RECORDS SHOWN Block Start

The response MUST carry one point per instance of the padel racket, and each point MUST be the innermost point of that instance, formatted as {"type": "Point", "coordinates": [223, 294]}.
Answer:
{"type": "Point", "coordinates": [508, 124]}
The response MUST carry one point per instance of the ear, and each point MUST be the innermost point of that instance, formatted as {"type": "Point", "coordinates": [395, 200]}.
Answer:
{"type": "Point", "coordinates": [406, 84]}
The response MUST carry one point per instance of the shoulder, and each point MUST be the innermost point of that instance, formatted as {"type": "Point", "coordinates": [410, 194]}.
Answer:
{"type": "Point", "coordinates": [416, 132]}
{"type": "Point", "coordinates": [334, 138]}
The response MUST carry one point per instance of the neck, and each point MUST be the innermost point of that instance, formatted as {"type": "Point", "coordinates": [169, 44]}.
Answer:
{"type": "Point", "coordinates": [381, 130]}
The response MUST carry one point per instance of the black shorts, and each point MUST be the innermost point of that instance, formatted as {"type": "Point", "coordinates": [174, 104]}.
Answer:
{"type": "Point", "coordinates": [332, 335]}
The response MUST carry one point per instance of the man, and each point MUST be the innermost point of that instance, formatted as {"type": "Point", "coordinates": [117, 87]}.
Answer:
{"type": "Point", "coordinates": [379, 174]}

RECORDS SHOWN Block End
RECORDS SHOWN Block Start

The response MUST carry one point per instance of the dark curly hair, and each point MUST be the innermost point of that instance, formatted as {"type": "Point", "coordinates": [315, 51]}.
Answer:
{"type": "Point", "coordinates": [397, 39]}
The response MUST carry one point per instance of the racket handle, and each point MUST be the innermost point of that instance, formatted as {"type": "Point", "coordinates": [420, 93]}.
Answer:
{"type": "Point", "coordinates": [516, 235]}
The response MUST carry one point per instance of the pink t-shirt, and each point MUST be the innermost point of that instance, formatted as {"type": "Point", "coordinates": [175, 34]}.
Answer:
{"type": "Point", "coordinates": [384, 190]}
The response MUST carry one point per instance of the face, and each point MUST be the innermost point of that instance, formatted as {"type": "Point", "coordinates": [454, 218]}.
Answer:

RECORDS SHOWN Block End

TASK TO COMPLETE = For each line above that contains the word "racket", copy that line.

THE COMPLETED TASK =
The response MUST carry one point per instance of the padel racket, and each point MUST be the innermost point of that instance, formatted as {"type": "Point", "coordinates": [223, 294]}.
The response MUST carry one point per instance of the racket handle, and each point MUST be the innermost point of that instance, formatted as {"type": "Point", "coordinates": [420, 93]}.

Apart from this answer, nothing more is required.